# SELECTED EXTRACT:

______

Keeping to my gut instinct from last year – that the 2013 transportation debate could decide the winner of the governor’s race by the Ides of March – let’s examine a populist political play that worked in Virginia’s past but is not being tried by either Bolling, Cuccinelli or McAuliffe on this issue.

I get the reason Bolling isn’t going populist here; he needs to back McD to the hilt on transportation to have any credibility as an independent candidate in this particular contest. Besides, “Twinky” (Bolling’s nickname) simply isn’t credible as a populist. I likewise get why McAuliffe isn’t going populist here. He is smart to stay silent and let Senate Democrats have the most room to negotiate. T-Mac can wait to see how the chess board plays out. It is the smart play for the front-runner.  

Thus, by default or deduction, the populist play falls into Cuccinelli’s lap. What is the populist play against McD’s transportation plan? Namely, the elimination of the 17.5 cent per gallon gas tax will put millions of real dollars (not Bob Marshall play money) into the coffers of the big oil companies and their distributors, not into the wallets and purses of Virginia motorists. That is to say: the practical fiscal reality of the governor’s plan will be to make Virginians pay nearly $3 billion in new sales taxes to the government that they are currently not paying (using the same 5 year-time frame used in the current legislative debate) and enrich the oil companies by $billions of dollars in the process.  This is not very populist is it?

______

# ENTRIES PROVIDED:

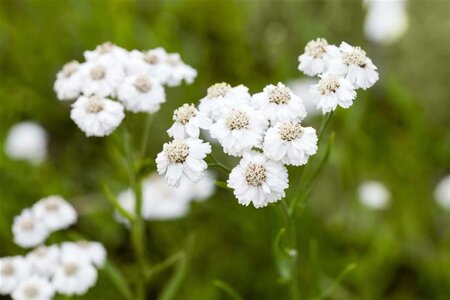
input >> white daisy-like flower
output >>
[263,122,317,166]
[32,196,77,231]
[52,255,97,296]
[156,138,211,187]
[167,103,211,139]
[358,180,391,209]
[252,82,306,124]
[434,175,450,209]
[327,42,378,89]
[198,82,251,121]
[210,106,268,156]
[298,38,330,76]
[70,95,125,137]
[53,60,81,100]
[0,256,30,295]
[11,275,55,300]
[12,209,49,248]
[5,121,48,164]
[117,74,166,113]
[227,152,289,208]
[311,74,356,114]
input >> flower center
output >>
[269,86,291,105]
[91,65,106,80]
[225,110,250,130]
[305,38,328,58]
[342,47,367,68]
[173,103,198,125]
[165,141,189,164]
[245,163,267,186]
[319,74,341,95]
[206,82,231,98]
[86,96,105,114]
[133,76,152,93]
[278,122,303,142]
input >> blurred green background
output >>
[0,0,450,299]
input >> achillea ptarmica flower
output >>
[12,209,49,248]
[263,122,317,166]
[53,60,81,100]
[156,138,211,187]
[210,105,268,156]
[311,74,356,114]
[328,42,378,89]
[117,74,166,113]
[227,152,289,208]
[11,275,55,300]
[198,82,251,121]
[5,121,48,164]
[32,196,77,231]
[167,103,211,139]
[252,82,306,124]
[298,38,329,76]
[70,95,125,137]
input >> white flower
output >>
[53,60,81,100]
[12,275,55,300]
[5,121,48,164]
[167,103,211,139]
[32,196,77,231]
[358,180,391,209]
[117,74,166,113]
[298,38,329,76]
[434,175,450,209]
[52,255,97,296]
[0,256,30,295]
[210,106,268,156]
[252,82,306,124]
[263,122,317,166]
[12,209,49,248]
[156,138,211,187]
[198,82,251,121]
[311,74,356,114]
[70,96,125,137]
[327,42,378,89]
[227,152,289,208]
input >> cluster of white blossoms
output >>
[54,42,197,137]
[0,196,106,300]
[298,38,378,114]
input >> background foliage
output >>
[0,0,450,299]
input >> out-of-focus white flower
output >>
[434,175,450,209]
[167,103,211,139]
[327,42,378,89]
[53,60,81,100]
[198,82,251,121]
[227,152,289,208]
[251,82,306,124]
[358,180,391,209]
[12,209,49,248]
[0,256,30,295]
[263,122,317,166]
[117,74,166,113]
[70,95,125,137]
[156,138,211,187]
[364,0,408,45]
[5,121,48,164]
[311,74,356,114]
[11,275,55,300]
[32,196,77,231]
[298,38,329,76]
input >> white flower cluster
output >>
[298,38,378,114]
[54,42,197,137]
[0,196,106,300]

______

# PROBLEM SET:
A - Rewrite everything from "I get the reason" down to "for the front-runner." in the commentary on Virginia's transportation debate, putting "game board" in place of "chess board".
B - According to the commentary on Virginia's transportation debate, how much would Virginians pay in new sales taxes under the governor's plan?

# RESPONSES TO THE TASKS:
A -
I get the reason Bolling isn’t going populist here; he needs to back McD to the hilt on transportation to have any credibility as an independent candidate in this particular contest. Besides, “Twinky” (Bolling’s nickname) simply isn’t credible as a populist. I likewise get why McAuliffe isn’t going populist here. He is smart to stay silent and let Senate Democrats have the most room to negotiate. T-Mac can wait to see how the game board plays out. It is the smart play for the front-runner.

B - Nearly $3 billion, using the five-year time frame of the current legislative debate.